YOUR INSTRUCTIONS: Your answer must be an exact copy of the data, without any pictures.

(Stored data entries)
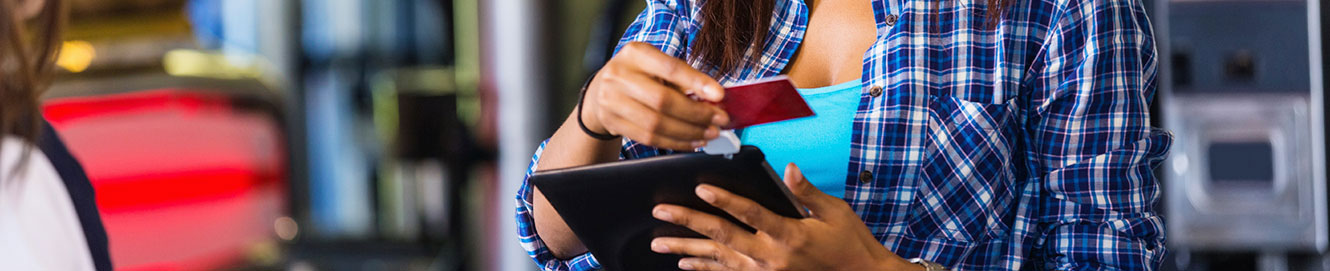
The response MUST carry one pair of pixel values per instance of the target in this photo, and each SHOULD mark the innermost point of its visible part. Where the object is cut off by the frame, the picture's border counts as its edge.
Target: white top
(39, 226)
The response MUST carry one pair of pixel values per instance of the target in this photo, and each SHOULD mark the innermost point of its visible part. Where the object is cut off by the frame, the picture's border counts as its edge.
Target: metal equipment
(1242, 93)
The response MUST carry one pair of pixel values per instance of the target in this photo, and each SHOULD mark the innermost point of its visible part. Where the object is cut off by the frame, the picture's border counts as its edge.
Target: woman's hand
(643, 94)
(834, 238)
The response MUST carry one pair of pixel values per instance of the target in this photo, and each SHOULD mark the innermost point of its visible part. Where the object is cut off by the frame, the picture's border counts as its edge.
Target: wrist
(591, 120)
(591, 125)
(897, 263)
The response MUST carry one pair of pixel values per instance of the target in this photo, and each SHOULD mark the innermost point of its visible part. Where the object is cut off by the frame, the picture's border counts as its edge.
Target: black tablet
(608, 206)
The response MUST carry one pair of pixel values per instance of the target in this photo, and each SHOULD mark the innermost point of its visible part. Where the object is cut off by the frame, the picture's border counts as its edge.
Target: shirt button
(875, 90)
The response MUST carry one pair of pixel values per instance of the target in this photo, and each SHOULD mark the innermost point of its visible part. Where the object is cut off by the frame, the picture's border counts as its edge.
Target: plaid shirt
(1023, 146)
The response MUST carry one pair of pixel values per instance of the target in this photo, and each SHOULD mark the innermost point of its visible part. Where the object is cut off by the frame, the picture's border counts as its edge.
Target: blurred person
(48, 217)
(968, 134)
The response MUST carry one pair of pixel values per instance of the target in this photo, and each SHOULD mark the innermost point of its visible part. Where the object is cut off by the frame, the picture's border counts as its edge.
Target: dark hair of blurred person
(27, 57)
(48, 214)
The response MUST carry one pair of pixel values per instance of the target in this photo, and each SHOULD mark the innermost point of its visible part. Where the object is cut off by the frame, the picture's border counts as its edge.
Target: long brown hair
(27, 60)
(733, 28)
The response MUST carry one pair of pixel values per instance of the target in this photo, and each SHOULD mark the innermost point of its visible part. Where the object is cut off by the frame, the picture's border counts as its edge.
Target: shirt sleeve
(663, 24)
(1091, 142)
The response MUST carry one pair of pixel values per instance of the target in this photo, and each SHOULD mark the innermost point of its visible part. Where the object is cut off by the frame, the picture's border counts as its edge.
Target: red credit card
(764, 101)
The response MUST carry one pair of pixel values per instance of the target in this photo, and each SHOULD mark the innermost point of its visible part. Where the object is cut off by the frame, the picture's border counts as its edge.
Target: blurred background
(391, 134)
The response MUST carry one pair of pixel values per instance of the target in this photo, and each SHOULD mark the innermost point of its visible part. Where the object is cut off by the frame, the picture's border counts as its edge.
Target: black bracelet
(583, 125)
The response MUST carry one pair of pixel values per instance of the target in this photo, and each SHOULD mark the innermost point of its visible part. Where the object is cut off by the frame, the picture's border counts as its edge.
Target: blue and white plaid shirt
(1024, 146)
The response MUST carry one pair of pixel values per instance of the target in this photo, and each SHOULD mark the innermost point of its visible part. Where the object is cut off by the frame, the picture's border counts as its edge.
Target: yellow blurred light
(76, 55)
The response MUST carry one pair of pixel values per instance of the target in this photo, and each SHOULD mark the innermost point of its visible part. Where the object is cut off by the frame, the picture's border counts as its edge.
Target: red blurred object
(764, 101)
(184, 181)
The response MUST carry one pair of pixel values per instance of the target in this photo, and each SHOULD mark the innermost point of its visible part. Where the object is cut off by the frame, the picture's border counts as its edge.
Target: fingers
(631, 129)
(674, 71)
(745, 210)
(704, 254)
(702, 265)
(714, 227)
(811, 197)
(672, 102)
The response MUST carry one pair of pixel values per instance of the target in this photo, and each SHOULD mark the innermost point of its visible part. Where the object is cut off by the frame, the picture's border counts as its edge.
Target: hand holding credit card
(764, 101)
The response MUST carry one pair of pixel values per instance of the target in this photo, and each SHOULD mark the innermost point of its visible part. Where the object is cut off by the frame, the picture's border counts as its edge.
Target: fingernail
(659, 247)
(712, 133)
(685, 265)
(705, 194)
(721, 118)
(664, 215)
(714, 90)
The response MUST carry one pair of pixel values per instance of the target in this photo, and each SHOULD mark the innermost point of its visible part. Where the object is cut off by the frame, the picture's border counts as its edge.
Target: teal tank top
(819, 144)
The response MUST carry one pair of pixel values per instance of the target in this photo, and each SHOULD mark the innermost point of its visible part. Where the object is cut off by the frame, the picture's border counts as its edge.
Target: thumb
(807, 194)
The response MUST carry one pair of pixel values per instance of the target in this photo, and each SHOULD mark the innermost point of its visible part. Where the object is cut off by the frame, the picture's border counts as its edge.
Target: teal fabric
(819, 144)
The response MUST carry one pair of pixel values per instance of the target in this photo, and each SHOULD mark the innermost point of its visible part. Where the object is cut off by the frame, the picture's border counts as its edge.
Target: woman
(996, 134)
(48, 217)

EXPECTED ANSWER:
The response MUST carry one pair of pixel values per instance of the target in this photo, and each SHOULD mark the innermost point of its visible part. Where the object is cut off by the frame, the picture's border counts as its edge.
Target: white top
(39, 226)
The response MUST carry one pair of pixel values per instance of the target in this photo, and each SHOULD mark the innermost point of its visible part. Where the object is cut off by the frame, the picture's border counts as its edge.
Target: metal equipment
(1242, 93)
The response MUST carry one pair of pixel values per instance of the target in this photo, and each SHOULD mark the innermost point of its visible part. Where the object is cut off by the frame, the picture's border counts as its edge.
Target: woman's hand
(643, 94)
(834, 238)
The response MUST carry one pair of pixel values per instance of the target in this photo, and each SHOULD mark the innermost point of its visible part. Where the object is cut off by the frame, the picture's border counts as its edge.
Target: wrist
(591, 120)
(591, 125)
(897, 263)
The response MUST carry one pair of pixel values per instance of the target in this photo, and each SHOULD mark the innermost point of its visible part. Where the object is cut off by the frame, the picture's border counts as its edge.
Target: black tablet
(608, 206)
The response MUST carry one pair of pixel values per instance of the target in this photo, and each SHOULD mark the innermost point of its visible part. Where the object is cut off by the frame, the picture's border counts as its edge.
Target: shirt button
(875, 90)
The response MUST carry one pair of pixel values per instance of the target in this photo, and each SHOULD mark the innermost point of its visible part. Where the object is cut off by the frame, the picture's border counts as its edge.
Target: plaid shirt
(1023, 146)
The response MUST carry one pair of pixel values per instance of the target in this photo, and each SHOULD mark the innermost point of its visible part. Where the object is cut off by the frame, the picture's border counts as its edge.
Target: blurred person
(48, 217)
(968, 134)
The response MUST carry one pair of pixel values per instance of the target in this photo, and each SHOULD mark the innermost point of its visible part. Where the object is cut off by the frame, the picture's border counts as its edge.
Target: dark hair of blurred person
(27, 57)
(48, 214)
The response MUST carry one pair of pixel values per instance of the target in this photo, and each SHOULD mark the innermost point of its visible part. Where the object is cut off by the frame, the picture's border counts as its edge.
Target: long brown hair
(27, 60)
(733, 28)
The response MUST carry one pair of pixel values per instance of the target in this photo, and each SHOULD mark the innermost point of its visible part. Where the object is cut off by the frame, the picture's border counts as its edge.
Target: shirt sleeve
(663, 24)
(1091, 142)
The response MUST carry one pair of pixel values per instance of the target in this photo, and each SHOULD mark the innermost point of its visible part. Where the object is cut off by the frame, the picture's border counts as its edge.
Target: red credit card
(764, 101)
The response MUST carry one pair of pixel values per instance of the target in this photo, and each SHOULD mark the innermost point of its visible part. Where the object is cut off by the frame, the picture's border counts as its edge.
Target: blurred background
(391, 134)
The response MUST carry one pair of pixel values per instance of the target in this photo, and each SHOULD mark the innermost point of its visible part. Where the object is cut off by the frame, the picture's border counts as its edge.
Target: black bracelet
(583, 125)
The response MUST carry one pair of pixel values per instance of the target in this photo, and each SHOULD mark the innermost point of its visible part. Where the object is cut off by the frame, the picture's border counts as its edge.
Target: blue and white plaid shirt
(1024, 146)
The response MUST carry one pair of pixel values per instance of the target in this photo, and each SHOULD mark the innermost point of its visible part. Where the object is cut off by the frame, the picture's border counts as its edge.
Target: yellow blurred light
(76, 55)
The response MUST carry one pair of pixel values per instance of the target in this photo, and each SHOULD mark the innermost point of its visible part. Where the object is cut off by the frame, the picture's border counts as its edge.
Target: red blurred object
(764, 101)
(184, 181)
The response MUST carry one pair of pixel values per instance of the target in this photo, and each SHOULD mark the innermost point of its visible part. Where the object is cut off by the frame, the picture's border counts as its edge.
Target: fingers
(631, 129)
(674, 71)
(745, 210)
(704, 254)
(702, 265)
(714, 227)
(811, 197)
(672, 102)
The response MUST carry one pair of pixel values per instance of the target in this photo, and each SHOULD mark the innermost point of its visible part. Where the object is cut off by the frame, the picture's border counts as its edge.
Target: hand holding credit card
(764, 101)
The response MUST carry one pair of pixel values per instance of the target in this photo, and each SHOULD mark the innermost point of its visible part. Where the object is cut off by the frame, the picture's border counts as its edge.
Target: fingernail
(659, 247)
(712, 133)
(685, 265)
(705, 194)
(721, 118)
(664, 215)
(714, 90)
The response MUST carry one pair of pixel values per instance of the target in this photo, and each SHOULD mark the innermost point of its visible part. Where the object is cut off by the frame, the picture's border counts as its edge.
Target: teal tank top
(819, 144)
The response MUST carry one pair of pixel values per instance of the target in this photo, and each SHOULD mark the innermost point of its visible part. Where the object is cut off by the frame, the picture's border counts as its edge.
Target: thumb
(807, 194)
The response MUST carry one pair of pixel values per instance of the target in this photo, and each SHOULD mark the innermost point of its visible part. Where the object is cut off by the frame, the picture's border counts as its edge.
Target: teal fabric
(819, 144)
The response MUST carry one pair of pixel values per instance of the target in this photo, and each SHOULD mark the innermost point of its visible part. Where the object is cut off by the frame, the picture's border counts as its edge.
Target: woman
(996, 134)
(48, 217)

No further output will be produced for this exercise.